TEXT UNDER STUDY.
News of an additional round-trip Amtrak train between Bakersfield and Oakland is welcome, especially for those who would prefer to take the train rather than put wear and tear on themselves and their cars by driving to and from those destinations.
One nice thing about it is that we can get on the train at our local station, which will get us used to using the train, so that if the day ever comes that the high-speed rail system is completed and running, we will be old hands at rail travel, which will be facilitated by the transfer station we will have in Madera.
But even if the high-speed rail doesn’t come to pass, the additional train already has, and that’s a good thing.
The Madera Planning Commission on Tuesday of last week approved a plan by the Darin Camarena Health Center to open a clinic on the campus of Madera South High School to provide health-care services to students and residents of the neighborhood.
This seems especially appropriate, since the Darin Camarena Health Center is named after a Madera teenager who died at 17 after years of suffering from hemophilia, and finally AIDS, which he acquired from an infected blood transfusion.
It also seems appropriate that the clinic will offer dental services, since a lot of the parents of the students at Madera South High School may not set a high priority on dental care for their kids because of cost and the need for monitoring dental health schedules and procedures for their children.
The planning commission, however, thumbed its nose at a new model water efficient landscaping ordinance for the City of Madera, which would set up rules for landscaping in new homes, new swimming pool construction, and renovated landscaping of 500 square feet or more.
Natural grass and lawns would be very limited, the commissioners were told; only 25 percent of total landscape area could be grass.
Planted beds of drought-tolerant shrubs and flowers must achieve 50 percent coverage of a yard at maturity, and no bare dirt areas would be allowed in publicly visible areas. And, no areas of bare dirt would be allowed in publicly visible areas.
The commissioners weren’t happy over the strict regulations, and wondered why Madera had to become a city of desert-scapes.
“We just don’t have the water,” they were told.
Besides, the ordinance is based on state requirements. The City Council has yet to vote on it.

SUPPLIED DATA.
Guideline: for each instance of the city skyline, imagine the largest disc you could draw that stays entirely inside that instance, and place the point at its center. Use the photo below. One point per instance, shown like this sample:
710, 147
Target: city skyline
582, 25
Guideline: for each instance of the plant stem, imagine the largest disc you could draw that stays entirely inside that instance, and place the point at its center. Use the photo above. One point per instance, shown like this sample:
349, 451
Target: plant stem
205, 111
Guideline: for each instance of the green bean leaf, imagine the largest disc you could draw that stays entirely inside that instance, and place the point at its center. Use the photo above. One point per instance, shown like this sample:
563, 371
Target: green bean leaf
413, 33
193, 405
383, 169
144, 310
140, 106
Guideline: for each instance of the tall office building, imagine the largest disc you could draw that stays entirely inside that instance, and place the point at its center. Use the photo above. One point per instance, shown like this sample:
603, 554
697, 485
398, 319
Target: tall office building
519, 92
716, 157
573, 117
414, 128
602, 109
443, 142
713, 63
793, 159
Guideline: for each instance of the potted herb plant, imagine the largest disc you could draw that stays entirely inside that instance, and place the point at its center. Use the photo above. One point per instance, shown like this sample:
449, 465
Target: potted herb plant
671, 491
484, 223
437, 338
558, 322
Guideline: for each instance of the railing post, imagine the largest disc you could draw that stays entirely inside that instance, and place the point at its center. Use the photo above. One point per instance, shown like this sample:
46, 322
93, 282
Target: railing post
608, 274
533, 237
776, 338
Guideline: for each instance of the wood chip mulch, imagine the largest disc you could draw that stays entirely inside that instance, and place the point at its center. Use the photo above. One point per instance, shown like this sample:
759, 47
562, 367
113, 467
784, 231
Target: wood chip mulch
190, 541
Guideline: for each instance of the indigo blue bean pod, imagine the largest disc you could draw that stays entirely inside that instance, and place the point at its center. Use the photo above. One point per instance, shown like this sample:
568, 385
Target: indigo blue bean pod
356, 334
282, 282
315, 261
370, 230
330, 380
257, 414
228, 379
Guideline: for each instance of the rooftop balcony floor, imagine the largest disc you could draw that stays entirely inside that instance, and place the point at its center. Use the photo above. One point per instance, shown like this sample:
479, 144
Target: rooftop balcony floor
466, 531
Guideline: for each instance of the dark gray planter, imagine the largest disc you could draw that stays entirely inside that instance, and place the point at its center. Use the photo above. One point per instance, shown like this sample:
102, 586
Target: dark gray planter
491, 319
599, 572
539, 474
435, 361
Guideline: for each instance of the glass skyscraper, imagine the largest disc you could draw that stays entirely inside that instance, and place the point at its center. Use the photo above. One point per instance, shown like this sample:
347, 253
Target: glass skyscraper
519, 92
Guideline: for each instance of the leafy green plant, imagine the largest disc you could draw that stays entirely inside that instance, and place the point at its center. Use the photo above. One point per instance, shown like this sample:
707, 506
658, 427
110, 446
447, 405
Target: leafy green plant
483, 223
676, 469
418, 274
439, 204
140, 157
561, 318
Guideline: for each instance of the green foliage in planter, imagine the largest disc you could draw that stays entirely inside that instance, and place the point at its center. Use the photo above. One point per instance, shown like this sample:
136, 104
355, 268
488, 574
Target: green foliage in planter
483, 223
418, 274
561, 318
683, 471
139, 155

EXERCISE AIM. Reproduce everything from "News of an additional" down to "from those destinations." in the local news commentary, changing "Oakland" to "Sacramento".

YOUR RESPONSE.
News of an additional round-trip Amtrak train between Bakersfield and Sacramento is welcome, especially for those who would prefer to take the train rather than put wear and tear on themselves and their cars by driving to and from those destinations.